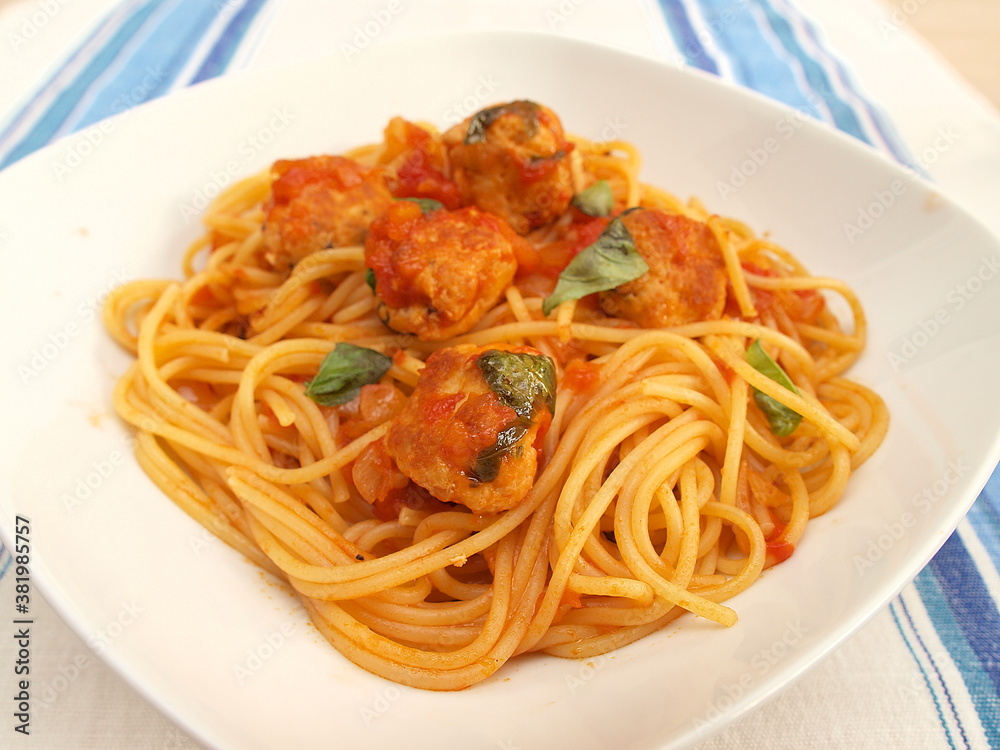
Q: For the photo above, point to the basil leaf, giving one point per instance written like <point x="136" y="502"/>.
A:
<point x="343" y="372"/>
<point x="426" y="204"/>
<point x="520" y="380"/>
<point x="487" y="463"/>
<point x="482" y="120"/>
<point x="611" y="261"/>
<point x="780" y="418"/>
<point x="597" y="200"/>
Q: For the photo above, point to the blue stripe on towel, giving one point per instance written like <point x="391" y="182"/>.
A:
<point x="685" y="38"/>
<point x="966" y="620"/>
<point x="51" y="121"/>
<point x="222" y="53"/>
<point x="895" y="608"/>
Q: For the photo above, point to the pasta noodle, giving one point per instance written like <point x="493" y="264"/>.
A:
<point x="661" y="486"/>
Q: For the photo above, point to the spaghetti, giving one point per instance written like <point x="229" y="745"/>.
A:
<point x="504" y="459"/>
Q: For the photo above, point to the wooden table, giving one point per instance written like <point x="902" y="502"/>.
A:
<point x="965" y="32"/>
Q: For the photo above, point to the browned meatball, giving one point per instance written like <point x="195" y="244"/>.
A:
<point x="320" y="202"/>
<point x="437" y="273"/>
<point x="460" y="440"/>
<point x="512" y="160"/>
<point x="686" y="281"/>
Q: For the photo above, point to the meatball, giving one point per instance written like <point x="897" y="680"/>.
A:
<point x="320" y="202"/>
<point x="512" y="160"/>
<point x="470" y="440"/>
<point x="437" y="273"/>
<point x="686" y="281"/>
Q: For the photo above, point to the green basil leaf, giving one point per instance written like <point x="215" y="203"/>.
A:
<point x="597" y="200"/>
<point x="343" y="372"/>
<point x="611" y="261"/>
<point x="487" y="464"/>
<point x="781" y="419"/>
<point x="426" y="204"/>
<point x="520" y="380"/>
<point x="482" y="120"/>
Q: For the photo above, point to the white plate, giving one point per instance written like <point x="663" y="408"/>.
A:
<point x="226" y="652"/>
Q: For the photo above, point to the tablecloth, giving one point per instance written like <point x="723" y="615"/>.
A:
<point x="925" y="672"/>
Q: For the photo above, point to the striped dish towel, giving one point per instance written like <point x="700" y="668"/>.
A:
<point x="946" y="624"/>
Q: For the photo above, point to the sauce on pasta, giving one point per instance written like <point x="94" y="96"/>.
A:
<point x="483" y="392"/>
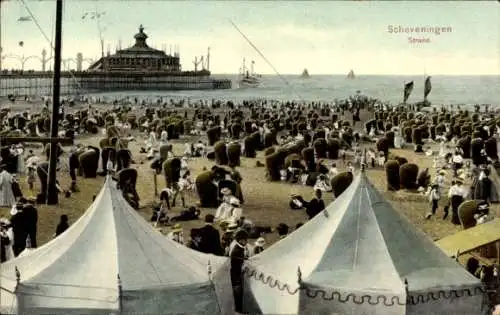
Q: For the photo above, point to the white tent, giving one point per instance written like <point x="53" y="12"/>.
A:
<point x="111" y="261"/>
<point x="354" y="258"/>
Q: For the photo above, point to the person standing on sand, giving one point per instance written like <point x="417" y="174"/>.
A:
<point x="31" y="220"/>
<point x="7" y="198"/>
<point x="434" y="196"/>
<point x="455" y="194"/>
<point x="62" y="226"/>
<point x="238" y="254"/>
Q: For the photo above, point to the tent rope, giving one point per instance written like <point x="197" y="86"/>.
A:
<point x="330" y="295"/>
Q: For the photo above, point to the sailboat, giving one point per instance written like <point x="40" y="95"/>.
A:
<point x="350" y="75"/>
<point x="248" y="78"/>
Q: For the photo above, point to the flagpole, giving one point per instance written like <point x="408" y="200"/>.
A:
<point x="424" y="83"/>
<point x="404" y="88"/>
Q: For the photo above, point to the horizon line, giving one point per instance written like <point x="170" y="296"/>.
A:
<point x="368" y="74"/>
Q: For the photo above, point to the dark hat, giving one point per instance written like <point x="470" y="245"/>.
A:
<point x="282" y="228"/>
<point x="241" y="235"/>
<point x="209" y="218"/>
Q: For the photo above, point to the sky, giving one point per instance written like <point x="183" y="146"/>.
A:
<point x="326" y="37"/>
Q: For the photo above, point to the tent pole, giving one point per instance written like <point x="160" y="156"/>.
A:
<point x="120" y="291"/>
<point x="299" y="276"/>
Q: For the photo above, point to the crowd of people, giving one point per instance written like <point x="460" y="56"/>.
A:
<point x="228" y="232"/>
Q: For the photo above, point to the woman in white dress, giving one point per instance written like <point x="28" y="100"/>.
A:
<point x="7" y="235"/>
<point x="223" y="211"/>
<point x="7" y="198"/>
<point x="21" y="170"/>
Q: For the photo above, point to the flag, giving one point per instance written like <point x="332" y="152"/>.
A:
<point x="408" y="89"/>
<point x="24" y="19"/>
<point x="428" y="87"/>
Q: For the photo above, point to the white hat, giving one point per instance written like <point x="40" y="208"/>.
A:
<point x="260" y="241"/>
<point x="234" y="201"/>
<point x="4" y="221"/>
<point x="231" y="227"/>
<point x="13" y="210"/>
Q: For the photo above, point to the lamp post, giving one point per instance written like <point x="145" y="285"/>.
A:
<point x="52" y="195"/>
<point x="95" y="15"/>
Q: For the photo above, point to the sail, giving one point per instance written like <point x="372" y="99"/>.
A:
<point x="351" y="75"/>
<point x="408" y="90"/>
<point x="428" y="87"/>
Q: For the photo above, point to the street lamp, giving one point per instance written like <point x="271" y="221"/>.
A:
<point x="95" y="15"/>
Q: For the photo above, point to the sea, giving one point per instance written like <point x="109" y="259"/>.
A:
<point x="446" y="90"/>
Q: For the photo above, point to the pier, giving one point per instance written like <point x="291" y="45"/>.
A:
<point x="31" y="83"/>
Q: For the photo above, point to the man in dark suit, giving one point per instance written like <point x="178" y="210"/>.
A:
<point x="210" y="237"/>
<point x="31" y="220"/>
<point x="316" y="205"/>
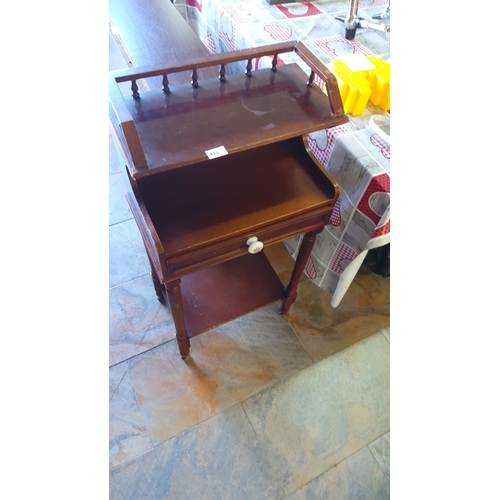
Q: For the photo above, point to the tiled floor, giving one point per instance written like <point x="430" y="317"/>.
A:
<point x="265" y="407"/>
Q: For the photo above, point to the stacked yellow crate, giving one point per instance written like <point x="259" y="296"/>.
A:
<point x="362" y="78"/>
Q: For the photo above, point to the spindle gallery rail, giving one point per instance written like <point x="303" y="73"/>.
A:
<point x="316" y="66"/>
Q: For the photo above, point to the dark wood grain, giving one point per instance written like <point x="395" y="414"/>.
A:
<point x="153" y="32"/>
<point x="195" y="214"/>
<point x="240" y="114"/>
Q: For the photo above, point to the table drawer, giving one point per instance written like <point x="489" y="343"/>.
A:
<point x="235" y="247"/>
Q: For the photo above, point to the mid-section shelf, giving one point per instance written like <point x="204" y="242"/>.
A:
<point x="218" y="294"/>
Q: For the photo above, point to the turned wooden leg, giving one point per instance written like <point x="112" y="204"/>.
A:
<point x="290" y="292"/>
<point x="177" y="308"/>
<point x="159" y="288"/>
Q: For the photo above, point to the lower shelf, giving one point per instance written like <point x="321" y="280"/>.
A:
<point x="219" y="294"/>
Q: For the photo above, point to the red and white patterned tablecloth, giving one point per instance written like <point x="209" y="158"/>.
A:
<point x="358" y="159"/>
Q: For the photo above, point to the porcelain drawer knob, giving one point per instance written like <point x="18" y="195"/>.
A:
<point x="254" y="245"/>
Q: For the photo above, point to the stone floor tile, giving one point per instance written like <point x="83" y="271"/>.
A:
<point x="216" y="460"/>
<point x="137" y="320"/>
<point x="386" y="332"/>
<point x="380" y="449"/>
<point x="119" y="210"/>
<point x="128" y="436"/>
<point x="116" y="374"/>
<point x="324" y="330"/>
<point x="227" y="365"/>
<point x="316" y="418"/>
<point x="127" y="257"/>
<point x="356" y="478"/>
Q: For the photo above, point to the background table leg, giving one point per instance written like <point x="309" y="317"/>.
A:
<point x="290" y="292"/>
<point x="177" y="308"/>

▶ **Goal**: Do not include images; quote all of the entries above exactly.

▶ **Correct result**:
Q: For the photo above, point to the basil leaf, giving one point per instance written like <point x="136" y="502"/>.
A:
<point x="343" y="372"/>
<point x="426" y="204"/>
<point x="520" y="380"/>
<point x="487" y="463"/>
<point x="482" y="120"/>
<point x="611" y="261"/>
<point x="780" y="418"/>
<point x="597" y="200"/>
Q: For the photo above, point to the blue stripe on towel, giving one point per instance written like <point x="391" y="182"/>.
A:
<point x="685" y="38"/>
<point x="966" y="620"/>
<point x="51" y="121"/>
<point x="222" y="53"/>
<point x="895" y="608"/>
Q: For the photo above, point to the pasta noodle, giving one point per instance written like <point x="493" y="264"/>.
A:
<point x="661" y="486"/>
Q: For the photo above, point to the spaghetti, giving one point per instance written like <point x="229" y="745"/>.
A:
<point x="504" y="459"/>
Q: For the photo above, point to the wooden table, giving one point per instance written like <point x="902" y="502"/>.
A:
<point x="965" y="32"/>
Q: For the photo above, point to the browned meatball, giving one point per instance written like <point x="195" y="244"/>.
A:
<point x="320" y="202"/>
<point x="437" y="273"/>
<point x="460" y="440"/>
<point x="512" y="160"/>
<point x="686" y="281"/>
Q: For the photo above, point to the meatball, giving one point per instance written like <point x="897" y="680"/>.
A:
<point x="320" y="202"/>
<point x="512" y="160"/>
<point x="470" y="440"/>
<point x="437" y="273"/>
<point x="686" y="281"/>
Q: For the photo above, point to the green basil leaf, giving one point per instance written like <point x="215" y="203"/>.
A:
<point x="597" y="200"/>
<point x="343" y="372"/>
<point x="611" y="261"/>
<point x="487" y="464"/>
<point x="781" y="419"/>
<point x="426" y="204"/>
<point x="520" y="380"/>
<point x="482" y="120"/>
Q: For the photo above, point to the white plate, giving one point per instance written like <point x="663" y="408"/>.
A:
<point x="226" y="652"/>
Q: For the photo above, point to the tablecloth, giving one point per instance written like <point x="723" y="615"/>.
A:
<point x="925" y="672"/>
Q: For the photo above, point to the striped dish towel, giving one point per instance written like <point x="700" y="668"/>.
A:
<point x="946" y="624"/>
Q: For the photo above, point to the sauce on pasta, giving one point per instance written like <point x="94" y="96"/>.
A:
<point x="483" y="392"/>
Q: For the photo above, point to the white tent, giving one point per instance written like <point x="53" y="12"/>.
A:
<point x="111" y="261"/>
<point x="354" y="258"/>
Q: For the photo above, point to the person standing on sand, giving one point per instance written like <point x="417" y="174"/>.
A:
<point x="31" y="220"/>
<point x="7" y="198"/>
<point x="434" y="196"/>
<point x="455" y="194"/>
<point x="62" y="226"/>
<point x="238" y="254"/>
Q: For the photo above, point to the tent rope, giving one point per instance written like <point x="197" y="86"/>.
A:
<point x="330" y="295"/>
Q: For the photo above, point to the sailboat, giving one point per instance written like <point x="40" y="95"/>.
A:
<point x="350" y="75"/>
<point x="248" y="78"/>
Q: For the photo above, point to the flagpole, giving one point per instance written like <point x="408" y="200"/>.
A:
<point x="424" y="83"/>
<point x="404" y="88"/>
Q: For the photo above, point to the horizon line, giving one point per instance written like <point x="170" y="296"/>.
A:
<point x="368" y="74"/>
Q: For the photo above, point to the dark hat, giving one point per instance written like <point x="470" y="245"/>.
A:
<point x="282" y="228"/>
<point x="241" y="235"/>
<point x="209" y="218"/>
Q: For the photo above, point to the sky, giving one point per instance written like <point x="183" y="146"/>.
A:
<point x="326" y="37"/>
Q: For the photo above, point to the tent pole, giving one point per instance written like <point x="160" y="156"/>.
A:
<point x="120" y="291"/>
<point x="299" y="276"/>
Q: For the photo above, point to the crowd of people, giving one point per instance written like <point x="460" y="56"/>.
A:
<point x="228" y="232"/>
Q: For the photo above, point to the woman in white dress, giving one point per instance written like <point x="28" y="100"/>.
A:
<point x="7" y="235"/>
<point x="223" y="211"/>
<point x="7" y="198"/>
<point x="21" y="170"/>
Q: For the photo above, point to the flag, giving one point per instance written like <point x="332" y="152"/>.
A:
<point x="408" y="89"/>
<point x="24" y="19"/>
<point x="428" y="87"/>
Q: For the photo above, point to the white hat, giving one point per instance written like <point x="40" y="208"/>.
A:
<point x="260" y="241"/>
<point x="234" y="201"/>
<point x="4" y="221"/>
<point x="231" y="227"/>
<point x="13" y="210"/>
Q: For the photo above, point to the lamp post, giving one point per instance written like <point x="145" y="285"/>.
A:
<point x="52" y="195"/>
<point x="95" y="15"/>
Q: For the photo above, point to the sail, giving one point per instance written like <point x="372" y="99"/>.
A:
<point x="351" y="75"/>
<point x="408" y="90"/>
<point x="428" y="87"/>
Q: For the photo above, point to the street lamp, giving one point per instance written like <point x="271" y="221"/>.
A:
<point x="95" y="15"/>
Q: For the photo above, point to the sea, giving one point per instance written like <point x="109" y="259"/>.
A:
<point x="446" y="90"/>
Q: For the photo above, point to the pier, giving one point per instance written like <point x="291" y="45"/>.
A:
<point x="31" y="83"/>
Q: For the photo above, point to the man in dark suit, giving one point per instance written like <point x="178" y="210"/>.
A:
<point x="210" y="237"/>
<point x="31" y="220"/>
<point x="316" y="205"/>
Q: For the photo above, point to the tiled floor, giving one point per instance written like <point x="430" y="317"/>.
A:
<point x="265" y="407"/>
Q: For the photo above, point to the stacked yellow crate, giving one point per instance written like <point x="259" y="296"/>.
A:
<point x="362" y="78"/>
Q: For the photo above, point to the spindle gallery rail, giving one point per instance written like <point x="303" y="73"/>.
A:
<point x="316" y="66"/>
Q: For the photo above, point to the dark wood grain, giving one point per instance written like <point x="395" y="414"/>.
A:
<point x="153" y="32"/>
<point x="195" y="214"/>
<point x="240" y="114"/>
Q: For the photo above, point to the table drawer, giving one point per instance written like <point x="489" y="343"/>.
A:
<point x="235" y="247"/>
Q: For the photo above, point to the mid-section shelf, giving one point per instance written like <point x="204" y="242"/>.
A:
<point x="218" y="294"/>
Q: For the photo above, point to the turned wooden leg, giving one point per instance written like <point x="112" y="204"/>.
A:
<point x="290" y="292"/>
<point x="177" y="308"/>
<point x="159" y="288"/>
Q: For the photo above, point to the lower shelf, giving one point per instance written like <point x="321" y="280"/>.
A:
<point x="219" y="294"/>
Q: For the photo above, point to the red and white patterned tablecloth, giving one point per instance written like <point x="209" y="158"/>.
A:
<point x="358" y="159"/>
Q: For the photo above, point to the porcelain drawer knob, giving one point per instance written like <point x="18" y="195"/>.
A:
<point x="254" y="245"/>
Q: For the photo above, point to the stone floor tile, giving one point per instance written like <point x="83" y="271"/>.
A:
<point x="216" y="460"/>
<point x="137" y="320"/>
<point x="386" y="332"/>
<point x="380" y="449"/>
<point x="119" y="210"/>
<point x="128" y="436"/>
<point x="116" y="374"/>
<point x="324" y="330"/>
<point x="227" y="365"/>
<point x="316" y="418"/>
<point x="127" y="257"/>
<point x="356" y="478"/>
Q: For the photo above, point to the background table leg, giving one point per instance written like <point x="309" y="317"/>.
A:
<point x="290" y="292"/>
<point x="177" y="308"/>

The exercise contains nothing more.